Data records:
· · · · ·
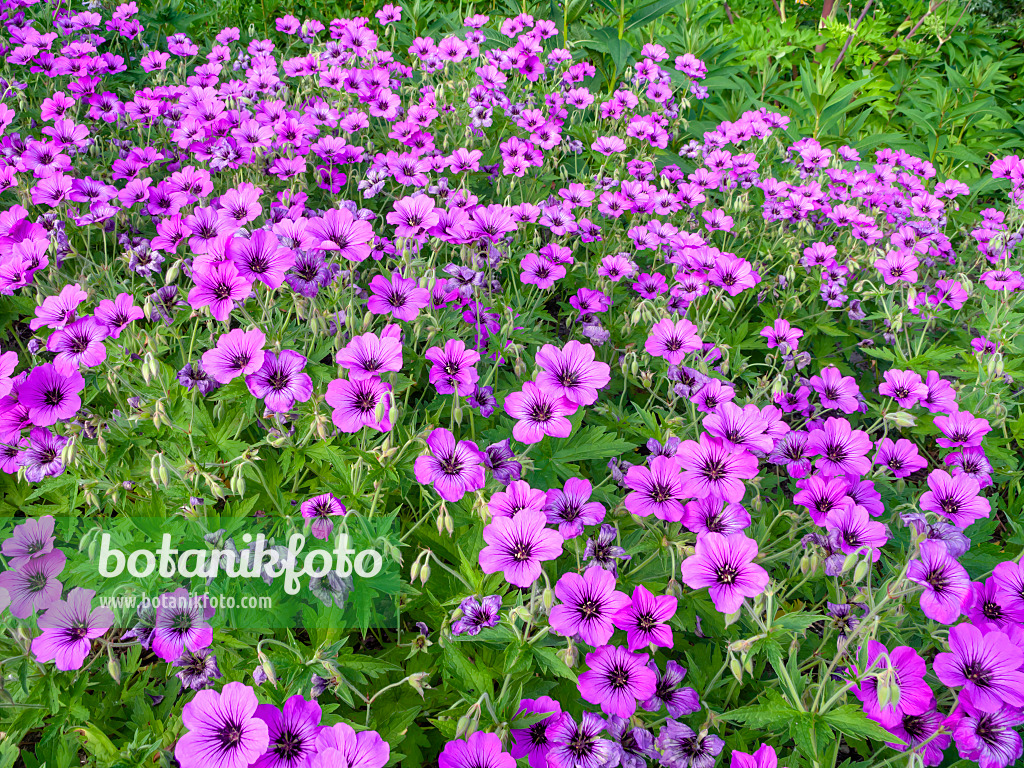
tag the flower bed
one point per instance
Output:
(484, 416)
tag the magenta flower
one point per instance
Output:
(517, 546)
(67, 629)
(645, 620)
(479, 751)
(900, 457)
(51, 394)
(31, 540)
(657, 489)
(223, 729)
(453, 468)
(673, 340)
(181, 624)
(539, 413)
(218, 286)
(292, 732)
(836, 390)
(368, 355)
(518, 496)
(962, 429)
(781, 334)
(987, 666)
(725, 565)
(119, 313)
(712, 469)
(589, 603)
(841, 450)
(902, 668)
(281, 382)
(238, 353)
(903, 386)
(366, 402)
(570, 508)
(57, 311)
(34, 586)
(341, 745)
(534, 741)
(453, 369)
(615, 680)
(572, 372)
(401, 298)
(740, 428)
(79, 344)
(318, 511)
(946, 583)
(954, 498)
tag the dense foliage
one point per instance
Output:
(678, 442)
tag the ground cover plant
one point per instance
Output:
(643, 445)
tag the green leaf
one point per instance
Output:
(649, 12)
(773, 711)
(851, 720)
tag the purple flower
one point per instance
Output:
· · · · ·
Aim of the exercise:
Once the pictures are set aside, copy the remaining text of every entry exactly.

Exercise response:
tag the flower bed
one point per instance
Output:
(484, 416)
tag the magenta flower
one point per instance
Output:
(517, 546)
(67, 629)
(645, 620)
(479, 751)
(900, 457)
(51, 394)
(31, 540)
(657, 489)
(223, 729)
(453, 468)
(673, 340)
(181, 624)
(539, 413)
(218, 286)
(292, 732)
(836, 390)
(368, 355)
(518, 496)
(962, 429)
(781, 334)
(987, 666)
(725, 565)
(119, 313)
(712, 469)
(589, 603)
(841, 450)
(902, 668)
(281, 382)
(238, 353)
(903, 386)
(366, 402)
(570, 508)
(57, 311)
(34, 586)
(341, 745)
(534, 741)
(453, 369)
(615, 680)
(572, 372)
(401, 298)
(740, 428)
(79, 344)
(318, 511)
(946, 583)
(954, 498)
tag the dense foliage
one point per instance
Output:
(678, 442)
tag the ground cover plant
one point per instance
Output:
(643, 445)
tag the green leaf
one point per instance
Output:
(649, 12)
(773, 711)
(851, 720)
tag the purple flower
one point per instance
Output:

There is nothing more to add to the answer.